RECORDS SUPPLIED =
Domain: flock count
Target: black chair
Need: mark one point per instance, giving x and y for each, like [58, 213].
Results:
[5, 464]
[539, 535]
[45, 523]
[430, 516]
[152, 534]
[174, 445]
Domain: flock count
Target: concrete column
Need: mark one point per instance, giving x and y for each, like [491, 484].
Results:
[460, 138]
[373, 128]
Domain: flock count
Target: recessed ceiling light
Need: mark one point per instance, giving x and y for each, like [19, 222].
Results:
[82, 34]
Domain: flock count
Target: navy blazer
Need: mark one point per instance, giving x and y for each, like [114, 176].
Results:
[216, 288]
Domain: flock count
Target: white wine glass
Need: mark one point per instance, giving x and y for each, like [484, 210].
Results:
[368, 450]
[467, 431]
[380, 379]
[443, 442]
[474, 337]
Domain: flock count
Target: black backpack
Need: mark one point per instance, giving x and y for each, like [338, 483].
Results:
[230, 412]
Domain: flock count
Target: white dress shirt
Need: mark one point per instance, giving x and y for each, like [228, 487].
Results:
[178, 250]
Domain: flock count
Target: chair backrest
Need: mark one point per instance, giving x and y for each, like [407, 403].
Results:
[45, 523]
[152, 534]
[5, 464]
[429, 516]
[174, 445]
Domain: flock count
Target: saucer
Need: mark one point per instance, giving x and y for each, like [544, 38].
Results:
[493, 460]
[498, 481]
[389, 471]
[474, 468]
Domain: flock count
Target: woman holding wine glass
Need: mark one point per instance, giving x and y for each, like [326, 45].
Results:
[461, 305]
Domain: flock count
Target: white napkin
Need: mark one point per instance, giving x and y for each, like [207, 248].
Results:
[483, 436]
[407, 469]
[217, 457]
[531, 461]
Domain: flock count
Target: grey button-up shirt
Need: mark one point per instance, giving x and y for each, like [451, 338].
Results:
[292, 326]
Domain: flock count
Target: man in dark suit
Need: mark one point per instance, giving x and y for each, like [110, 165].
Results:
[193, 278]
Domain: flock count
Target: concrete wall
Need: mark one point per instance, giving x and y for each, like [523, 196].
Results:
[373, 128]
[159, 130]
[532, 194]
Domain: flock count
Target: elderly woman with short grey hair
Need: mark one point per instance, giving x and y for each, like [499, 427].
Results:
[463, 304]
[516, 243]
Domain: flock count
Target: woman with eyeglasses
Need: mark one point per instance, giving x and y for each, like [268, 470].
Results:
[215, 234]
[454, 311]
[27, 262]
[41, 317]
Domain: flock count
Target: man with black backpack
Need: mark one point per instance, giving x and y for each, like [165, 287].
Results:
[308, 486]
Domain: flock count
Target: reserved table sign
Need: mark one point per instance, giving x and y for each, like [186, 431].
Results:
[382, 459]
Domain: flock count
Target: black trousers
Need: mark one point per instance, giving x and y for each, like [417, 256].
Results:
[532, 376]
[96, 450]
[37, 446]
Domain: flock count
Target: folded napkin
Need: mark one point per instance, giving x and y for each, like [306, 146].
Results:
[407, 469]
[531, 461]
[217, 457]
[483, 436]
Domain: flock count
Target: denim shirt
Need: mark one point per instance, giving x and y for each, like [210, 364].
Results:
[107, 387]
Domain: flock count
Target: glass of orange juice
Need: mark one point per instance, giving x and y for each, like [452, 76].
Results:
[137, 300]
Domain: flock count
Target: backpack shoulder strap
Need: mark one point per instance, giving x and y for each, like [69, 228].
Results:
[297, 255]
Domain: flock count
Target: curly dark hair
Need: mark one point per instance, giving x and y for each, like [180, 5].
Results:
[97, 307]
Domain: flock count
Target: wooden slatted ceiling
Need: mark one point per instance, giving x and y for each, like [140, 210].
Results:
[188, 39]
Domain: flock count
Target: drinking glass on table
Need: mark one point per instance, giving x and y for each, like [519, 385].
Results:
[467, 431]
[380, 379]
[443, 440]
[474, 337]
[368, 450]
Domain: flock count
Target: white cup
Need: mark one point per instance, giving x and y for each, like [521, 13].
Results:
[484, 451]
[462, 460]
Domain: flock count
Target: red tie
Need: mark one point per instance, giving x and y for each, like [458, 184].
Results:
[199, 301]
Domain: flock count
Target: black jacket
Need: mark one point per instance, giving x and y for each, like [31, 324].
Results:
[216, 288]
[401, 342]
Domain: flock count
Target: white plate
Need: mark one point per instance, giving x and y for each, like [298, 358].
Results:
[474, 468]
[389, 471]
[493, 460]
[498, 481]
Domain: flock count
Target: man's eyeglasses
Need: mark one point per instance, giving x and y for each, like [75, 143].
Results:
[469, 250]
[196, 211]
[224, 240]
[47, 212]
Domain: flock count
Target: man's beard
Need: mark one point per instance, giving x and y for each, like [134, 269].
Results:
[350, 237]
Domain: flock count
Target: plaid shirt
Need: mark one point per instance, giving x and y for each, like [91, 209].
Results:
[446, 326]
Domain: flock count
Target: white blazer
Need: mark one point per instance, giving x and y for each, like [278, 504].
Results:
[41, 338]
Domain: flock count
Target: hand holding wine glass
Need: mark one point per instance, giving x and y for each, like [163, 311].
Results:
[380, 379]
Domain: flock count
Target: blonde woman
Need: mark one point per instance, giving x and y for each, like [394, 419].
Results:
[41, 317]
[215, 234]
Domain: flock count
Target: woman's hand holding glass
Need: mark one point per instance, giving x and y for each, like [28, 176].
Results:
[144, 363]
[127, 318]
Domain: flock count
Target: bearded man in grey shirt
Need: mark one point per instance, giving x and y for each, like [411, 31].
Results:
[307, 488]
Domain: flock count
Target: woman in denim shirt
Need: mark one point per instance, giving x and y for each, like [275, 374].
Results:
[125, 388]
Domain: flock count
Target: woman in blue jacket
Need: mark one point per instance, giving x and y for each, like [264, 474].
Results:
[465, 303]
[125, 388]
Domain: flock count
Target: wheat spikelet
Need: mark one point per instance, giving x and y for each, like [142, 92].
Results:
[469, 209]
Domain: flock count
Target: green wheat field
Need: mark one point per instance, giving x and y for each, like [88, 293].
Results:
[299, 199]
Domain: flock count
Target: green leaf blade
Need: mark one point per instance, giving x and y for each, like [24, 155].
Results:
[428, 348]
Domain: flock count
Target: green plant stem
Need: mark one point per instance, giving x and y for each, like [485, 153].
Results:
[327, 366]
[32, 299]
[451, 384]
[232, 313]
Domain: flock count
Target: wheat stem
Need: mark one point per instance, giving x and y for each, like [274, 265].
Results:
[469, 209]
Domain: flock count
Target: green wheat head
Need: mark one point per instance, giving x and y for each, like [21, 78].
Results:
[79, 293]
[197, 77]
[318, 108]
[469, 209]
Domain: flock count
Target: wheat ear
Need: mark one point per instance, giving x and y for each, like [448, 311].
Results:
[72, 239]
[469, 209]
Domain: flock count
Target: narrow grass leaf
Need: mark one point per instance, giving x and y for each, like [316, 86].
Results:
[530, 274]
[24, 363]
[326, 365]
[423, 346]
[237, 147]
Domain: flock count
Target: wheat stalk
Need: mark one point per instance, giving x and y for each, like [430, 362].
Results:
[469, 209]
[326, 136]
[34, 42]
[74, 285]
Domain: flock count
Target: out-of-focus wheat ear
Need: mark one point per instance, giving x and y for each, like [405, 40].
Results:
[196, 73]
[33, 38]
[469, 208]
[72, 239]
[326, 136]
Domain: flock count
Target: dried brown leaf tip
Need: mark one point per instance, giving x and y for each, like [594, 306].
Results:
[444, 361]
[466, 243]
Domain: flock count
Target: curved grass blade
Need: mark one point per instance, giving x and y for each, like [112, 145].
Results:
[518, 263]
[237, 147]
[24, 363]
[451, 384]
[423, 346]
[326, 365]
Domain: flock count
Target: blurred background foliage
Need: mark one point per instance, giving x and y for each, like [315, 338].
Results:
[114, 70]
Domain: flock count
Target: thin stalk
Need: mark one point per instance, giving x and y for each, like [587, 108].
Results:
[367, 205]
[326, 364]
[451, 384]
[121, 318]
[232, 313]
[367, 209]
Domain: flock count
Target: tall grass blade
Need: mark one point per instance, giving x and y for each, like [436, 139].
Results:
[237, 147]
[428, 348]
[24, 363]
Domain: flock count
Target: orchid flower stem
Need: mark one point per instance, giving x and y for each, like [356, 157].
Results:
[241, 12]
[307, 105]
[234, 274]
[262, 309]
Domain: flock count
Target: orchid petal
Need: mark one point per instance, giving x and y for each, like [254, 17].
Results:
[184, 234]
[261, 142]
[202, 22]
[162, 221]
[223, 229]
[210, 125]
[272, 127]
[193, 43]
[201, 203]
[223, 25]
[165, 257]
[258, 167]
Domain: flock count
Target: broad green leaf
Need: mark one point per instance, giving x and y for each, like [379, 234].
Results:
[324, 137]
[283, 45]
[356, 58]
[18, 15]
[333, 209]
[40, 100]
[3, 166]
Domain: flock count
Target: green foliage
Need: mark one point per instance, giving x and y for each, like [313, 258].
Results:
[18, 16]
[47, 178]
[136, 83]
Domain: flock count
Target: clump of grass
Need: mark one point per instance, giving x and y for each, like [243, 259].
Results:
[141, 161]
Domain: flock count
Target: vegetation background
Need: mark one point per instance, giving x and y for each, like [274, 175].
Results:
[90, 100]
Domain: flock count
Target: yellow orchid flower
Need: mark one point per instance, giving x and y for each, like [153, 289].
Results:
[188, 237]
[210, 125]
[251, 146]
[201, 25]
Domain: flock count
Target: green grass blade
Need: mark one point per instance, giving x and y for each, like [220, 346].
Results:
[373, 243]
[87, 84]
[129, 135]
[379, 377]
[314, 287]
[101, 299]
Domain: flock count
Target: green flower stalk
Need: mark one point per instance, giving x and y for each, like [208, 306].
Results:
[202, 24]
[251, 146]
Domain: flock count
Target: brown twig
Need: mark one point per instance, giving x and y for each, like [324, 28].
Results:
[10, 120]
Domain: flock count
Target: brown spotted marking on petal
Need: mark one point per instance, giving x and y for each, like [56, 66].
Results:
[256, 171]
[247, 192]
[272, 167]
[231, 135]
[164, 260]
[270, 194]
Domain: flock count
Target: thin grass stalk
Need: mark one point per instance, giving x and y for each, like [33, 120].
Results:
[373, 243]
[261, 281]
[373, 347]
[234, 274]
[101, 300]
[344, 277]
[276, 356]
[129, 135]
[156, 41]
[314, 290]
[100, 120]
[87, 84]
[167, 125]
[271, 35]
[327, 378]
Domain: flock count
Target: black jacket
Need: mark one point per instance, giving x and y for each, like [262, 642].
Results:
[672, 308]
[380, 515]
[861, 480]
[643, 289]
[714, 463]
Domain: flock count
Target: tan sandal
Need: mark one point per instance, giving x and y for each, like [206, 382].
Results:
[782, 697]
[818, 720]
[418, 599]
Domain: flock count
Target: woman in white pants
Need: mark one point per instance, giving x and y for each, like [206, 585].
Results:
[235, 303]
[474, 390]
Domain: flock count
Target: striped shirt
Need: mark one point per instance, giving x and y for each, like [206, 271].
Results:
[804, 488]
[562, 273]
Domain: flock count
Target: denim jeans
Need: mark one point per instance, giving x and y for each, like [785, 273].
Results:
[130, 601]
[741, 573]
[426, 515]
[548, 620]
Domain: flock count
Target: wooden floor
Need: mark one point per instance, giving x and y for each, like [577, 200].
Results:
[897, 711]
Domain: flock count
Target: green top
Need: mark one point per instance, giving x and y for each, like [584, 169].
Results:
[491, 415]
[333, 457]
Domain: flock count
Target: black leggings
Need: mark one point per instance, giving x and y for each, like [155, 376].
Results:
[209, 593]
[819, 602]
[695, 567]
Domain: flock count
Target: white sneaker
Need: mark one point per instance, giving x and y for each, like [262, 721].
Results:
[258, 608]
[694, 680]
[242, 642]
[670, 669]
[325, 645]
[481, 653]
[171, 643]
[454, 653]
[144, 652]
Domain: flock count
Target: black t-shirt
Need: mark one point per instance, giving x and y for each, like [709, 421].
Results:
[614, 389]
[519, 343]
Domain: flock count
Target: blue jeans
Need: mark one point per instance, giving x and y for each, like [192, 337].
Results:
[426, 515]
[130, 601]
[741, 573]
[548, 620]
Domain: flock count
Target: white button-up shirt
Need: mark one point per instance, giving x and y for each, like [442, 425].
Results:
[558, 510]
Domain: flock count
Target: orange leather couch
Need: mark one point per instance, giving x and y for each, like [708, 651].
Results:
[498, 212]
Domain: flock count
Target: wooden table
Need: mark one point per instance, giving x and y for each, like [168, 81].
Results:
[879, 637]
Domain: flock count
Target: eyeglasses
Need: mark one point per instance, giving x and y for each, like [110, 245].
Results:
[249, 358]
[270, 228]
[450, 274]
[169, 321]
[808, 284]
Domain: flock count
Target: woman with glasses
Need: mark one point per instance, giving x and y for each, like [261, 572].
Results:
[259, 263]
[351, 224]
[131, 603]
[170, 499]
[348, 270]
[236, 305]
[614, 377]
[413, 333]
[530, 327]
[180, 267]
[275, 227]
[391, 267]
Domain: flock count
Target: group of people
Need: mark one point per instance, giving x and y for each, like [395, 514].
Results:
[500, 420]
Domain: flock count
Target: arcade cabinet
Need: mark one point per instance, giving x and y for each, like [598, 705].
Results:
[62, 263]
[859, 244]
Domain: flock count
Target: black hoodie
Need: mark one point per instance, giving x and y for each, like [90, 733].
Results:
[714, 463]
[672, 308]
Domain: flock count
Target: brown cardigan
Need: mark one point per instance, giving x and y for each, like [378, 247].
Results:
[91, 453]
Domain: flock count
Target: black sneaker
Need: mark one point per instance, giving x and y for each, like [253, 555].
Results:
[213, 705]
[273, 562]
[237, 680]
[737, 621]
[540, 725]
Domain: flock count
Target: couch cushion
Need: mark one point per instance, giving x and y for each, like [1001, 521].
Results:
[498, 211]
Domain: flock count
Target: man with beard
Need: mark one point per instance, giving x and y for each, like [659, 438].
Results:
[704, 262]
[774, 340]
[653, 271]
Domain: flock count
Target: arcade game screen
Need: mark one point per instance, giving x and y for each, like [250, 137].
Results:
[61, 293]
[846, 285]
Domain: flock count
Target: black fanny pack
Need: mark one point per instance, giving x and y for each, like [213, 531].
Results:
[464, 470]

TASK TO CARRY OUT =
Copy the lines above that hold the word "blue".

REPLY TO THE TASK =
Target: woman in blue jacket
Target: blue jeans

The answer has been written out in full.